## Material supplied
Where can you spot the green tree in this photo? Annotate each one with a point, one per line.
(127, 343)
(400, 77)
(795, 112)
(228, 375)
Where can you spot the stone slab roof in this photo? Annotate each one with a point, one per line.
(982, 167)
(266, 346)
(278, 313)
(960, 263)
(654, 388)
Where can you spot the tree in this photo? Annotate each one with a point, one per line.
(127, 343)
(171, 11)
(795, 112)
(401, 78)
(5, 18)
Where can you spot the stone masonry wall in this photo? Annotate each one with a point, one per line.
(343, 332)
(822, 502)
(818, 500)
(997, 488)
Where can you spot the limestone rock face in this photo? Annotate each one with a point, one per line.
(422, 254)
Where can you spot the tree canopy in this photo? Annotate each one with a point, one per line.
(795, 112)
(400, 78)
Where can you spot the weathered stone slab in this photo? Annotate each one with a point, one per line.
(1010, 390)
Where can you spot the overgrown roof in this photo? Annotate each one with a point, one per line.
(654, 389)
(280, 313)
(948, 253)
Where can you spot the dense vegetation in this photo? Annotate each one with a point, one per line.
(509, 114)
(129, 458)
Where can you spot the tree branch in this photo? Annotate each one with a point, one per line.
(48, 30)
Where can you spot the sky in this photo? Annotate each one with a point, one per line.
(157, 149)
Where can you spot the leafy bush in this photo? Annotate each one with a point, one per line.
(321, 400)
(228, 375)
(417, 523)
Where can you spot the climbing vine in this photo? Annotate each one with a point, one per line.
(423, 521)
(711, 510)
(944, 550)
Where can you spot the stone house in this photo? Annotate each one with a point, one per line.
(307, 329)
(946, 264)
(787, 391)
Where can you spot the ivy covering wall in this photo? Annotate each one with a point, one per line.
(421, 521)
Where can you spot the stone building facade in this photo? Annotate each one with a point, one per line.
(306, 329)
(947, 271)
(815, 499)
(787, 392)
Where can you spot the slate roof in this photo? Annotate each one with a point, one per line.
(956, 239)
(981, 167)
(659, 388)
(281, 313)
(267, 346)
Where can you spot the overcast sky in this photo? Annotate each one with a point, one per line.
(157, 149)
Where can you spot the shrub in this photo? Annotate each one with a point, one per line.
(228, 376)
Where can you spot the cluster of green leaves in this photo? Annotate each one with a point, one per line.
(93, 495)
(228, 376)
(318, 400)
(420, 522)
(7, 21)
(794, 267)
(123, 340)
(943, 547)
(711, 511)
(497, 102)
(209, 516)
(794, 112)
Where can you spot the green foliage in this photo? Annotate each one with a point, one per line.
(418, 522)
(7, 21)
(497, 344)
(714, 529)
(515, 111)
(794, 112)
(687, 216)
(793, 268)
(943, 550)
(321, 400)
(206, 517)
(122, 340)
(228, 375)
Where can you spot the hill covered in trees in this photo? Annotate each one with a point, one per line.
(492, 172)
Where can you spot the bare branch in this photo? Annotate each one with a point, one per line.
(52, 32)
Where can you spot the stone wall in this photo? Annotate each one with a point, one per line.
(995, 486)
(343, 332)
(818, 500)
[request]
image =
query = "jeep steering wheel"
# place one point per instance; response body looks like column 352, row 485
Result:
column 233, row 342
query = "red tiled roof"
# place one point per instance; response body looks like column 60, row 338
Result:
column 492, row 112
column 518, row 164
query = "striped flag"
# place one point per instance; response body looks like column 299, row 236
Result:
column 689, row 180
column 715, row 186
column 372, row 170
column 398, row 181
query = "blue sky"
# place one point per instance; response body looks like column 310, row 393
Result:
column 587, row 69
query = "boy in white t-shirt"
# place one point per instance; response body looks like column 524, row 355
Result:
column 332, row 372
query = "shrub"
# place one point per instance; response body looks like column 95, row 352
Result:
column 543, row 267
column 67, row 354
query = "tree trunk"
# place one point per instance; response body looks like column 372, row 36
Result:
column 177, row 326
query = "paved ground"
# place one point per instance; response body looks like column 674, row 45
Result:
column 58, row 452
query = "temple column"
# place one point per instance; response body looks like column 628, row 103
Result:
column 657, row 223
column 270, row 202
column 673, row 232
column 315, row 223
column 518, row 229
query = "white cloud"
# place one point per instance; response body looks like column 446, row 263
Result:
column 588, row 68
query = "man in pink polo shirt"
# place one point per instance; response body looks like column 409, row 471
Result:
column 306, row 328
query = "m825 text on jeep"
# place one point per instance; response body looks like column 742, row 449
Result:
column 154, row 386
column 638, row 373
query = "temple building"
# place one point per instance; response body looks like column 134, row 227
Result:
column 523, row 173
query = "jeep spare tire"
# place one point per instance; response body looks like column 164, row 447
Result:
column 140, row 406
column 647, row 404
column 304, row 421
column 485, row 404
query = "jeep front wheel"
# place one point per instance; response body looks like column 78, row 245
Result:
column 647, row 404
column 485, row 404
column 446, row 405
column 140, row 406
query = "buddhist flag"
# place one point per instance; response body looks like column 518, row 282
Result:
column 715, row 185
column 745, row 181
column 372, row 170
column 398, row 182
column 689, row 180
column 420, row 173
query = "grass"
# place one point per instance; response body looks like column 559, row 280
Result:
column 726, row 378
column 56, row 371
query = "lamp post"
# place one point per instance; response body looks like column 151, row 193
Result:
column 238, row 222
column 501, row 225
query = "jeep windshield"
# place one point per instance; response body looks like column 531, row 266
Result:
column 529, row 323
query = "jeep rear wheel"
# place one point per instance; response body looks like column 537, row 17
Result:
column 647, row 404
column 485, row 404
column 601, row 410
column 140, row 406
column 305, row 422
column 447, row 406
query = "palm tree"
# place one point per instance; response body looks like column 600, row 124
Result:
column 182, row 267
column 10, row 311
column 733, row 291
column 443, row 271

## Try it
Please restate each record exactly as it reads.

## Answer below
Where can you spot the green tree in this photo? Annotate each one with a point, one per line.
(127, 343)
(400, 77)
(795, 112)
(228, 375)
Where can you spot the stone slab roof in this photo? Annotate each one with a point, one per line.
(982, 167)
(266, 346)
(278, 313)
(960, 263)
(654, 388)
Where can you spot the tree in this photo? Annotate each one with a point, one per line.
(127, 343)
(171, 11)
(795, 112)
(401, 78)
(5, 18)
Where can you spot the stone masonry wall in this photo? Annotate each one with a point, one per line.
(343, 332)
(822, 502)
(818, 500)
(997, 488)
Where can you spot the limestone rock face in this photo? Annotate each one with a point, one per line.
(422, 254)
Where can you spot the tree canopy in this photo? Annotate each one with a point, one per line.
(795, 112)
(400, 78)
Where can you spot the weathered stone slab in this photo? Annotate each one with a point, one per line.
(1010, 390)
Where can you spot the overgrown roof in this photo? Annotate each one with a point, one per line.
(654, 389)
(280, 313)
(948, 253)
Where can you spot the dense vegetation in this photo? Annotate each one with a point, one per line.
(509, 114)
(129, 458)
Where can you spot the tree branch in this photo? Annotate each one with a point, one per line.
(48, 30)
Where can you spot the sky in this photo? Annotate each one with a point, one per line.
(157, 149)
Where can you spot the leafy bush in this photo? Annotate each one with a point, one per line.
(321, 400)
(228, 375)
(417, 523)
Where can you spot the climbing vine in this photo? Annotate each one with a point, one per line.
(423, 521)
(711, 510)
(944, 550)
Where can you spot the stone house in this photo? Annotate each one with a point, one per line.
(307, 329)
(946, 264)
(787, 391)
Where can you spot the ivy covering wall in this photo? Annotate each one with a point, one per line.
(421, 521)
Where can you spot the stone building facade in this photo? Annotate each one with a point, one per line.
(306, 329)
(947, 271)
(815, 499)
(787, 392)
Where can you spot the slate roof in this photo? Annotate each one with a point, one per line.
(956, 239)
(981, 167)
(659, 388)
(281, 313)
(267, 346)
Where can you spot the overcast sky in this photo? Annotate each one with a point, one per line.
(157, 149)
Where can you spot the shrub in this photo? Annotate each one with a point, one per line.
(228, 376)
Where can you spot the cluster of green leaves in this photo? Annotate each one with a point, one per line.
(93, 495)
(228, 376)
(318, 400)
(420, 522)
(7, 21)
(794, 267)
(123, 340)
(943, 547)
(711, 511)
(497, 102)
(209, 516)
(794, 112)
Where can you spot the green foliage in this photo? Annotate each one with a point, one per line.
(418, 522)
(7, 21)
(497, 344)
(714, 529)
(515, 111)
(794, 112)
(687, 216)
(793, 268)
(943, 550)
(321, 400)
(206, 517)
(122, 340)
(228, 375)
Where can you spot the hill covered in trees in this photo? Annotate each one with a point, one per line.
(492, 172)
Where can you spot the bare branch in this photo? Annotate each one with a point, one per line.
(52, 32)
Where can you spot the stone wall in this photo? Annotate each one with a point, one per line.
(995, 486)
(343, 332)
(818, 500)
[request]
image =
query = "jeep steering wheel"
# place one point per instance; response body looks like column 352, row 485
Result:
column 233, row 342
query = "red tiled roof"
# place one point per instance; response body looks like column 60, row 338
Result:
column 492, row 112
column 518, row 164
query = "striped flag"
# place one point per instance; response body looks like column 299, row 236
Result:
column 689, row 180
column 715, row 186
column 372, row 170
column 398, row 181
query = "blue sky"
# place one point per instance; response body looks like column 310, row 393
Result:
column 587, row 69
query = "boy in white t-shirt"
# place one point per instance; response body looks like column 524, row 355
Result:
column 332, row 372
query = "shrub"
# place one point per instance; response body looks like column 95, row 352
Result:
column 543, row 267
column 67, row 354
query = "tree trunk"
# place one point per instance; response body looks like column 372, row 36
Result:
column 177, row 326
query = "paved ground"
# place one point per instance; response body looks like column 674, row 45
Result:
column 58, row 452
query = "temple column"
# place one point per instance; response body looks like column 628, row 103
Result:
column 657, row 223
column 270, row 202
column 673, row 232
column 315, row 223
column 518, row 229
query = "white cloud"
# place one point per instance; response body looks like column 446, row 263
Result:
column 588, row 68
query = "man in pink polo shirt"
# place one point per instance; response body looks like column 409, row 471
Result:
column 306, row 328
query = "m825 text on jeep"
# place one point per instance; response body looks like column 742, row 449
Result:
column 154, row 386
column 638, row 373
query = "temple building"
# place one point per instance; response body looks like column 134, row 227
Result:
column 523, row 173
query = "jeep spare tire"
# place one point per instance; response body looks like column 164, row 447
Result:
column 140, row 406
column 647, row 404
column 304, row 421
column 485, row 404
query = "jeep front wheel"
# place one point per instance; response body looks like column 78, row 245
Result:
column 647, row 404
column 485, row 404
column 446, row 405
column 140, row 406
query = "buddhist flag"
# place one point per instance; response body looks like column 518, row 282
Result:
column 715, row 185
column 745, row 181
column 372, row 170
column 398, row 182
column 689, row 180
column 420, row 173
query = "grass"
# place one point per instance; response body looks like column 559, row 280
Result:
column 726, row 378
column 56, row 371
query = "lamp post"
# place one point per instance; response body looks like column 151, row 193
Result:
column 238, row 222
column 501, row 225
query = "jeep windshield"
# place one point per instance; response body looks like column 531, row 266
Result:
column 529, row 323
query = "jeep rear wheel"
# place one point per instance; response body looks like column 537, row 17
Result:
column 647, row 404
column 485, row 404
column 601, row 410
column 140, row 406
column 305, row 422
column 447, row 406
query = "palm tree"
# place one point per instance; response body looks like column 600, row 124
Result:
column 182, row 267
column 10, row 311
column 733, row 291
column 443, row 271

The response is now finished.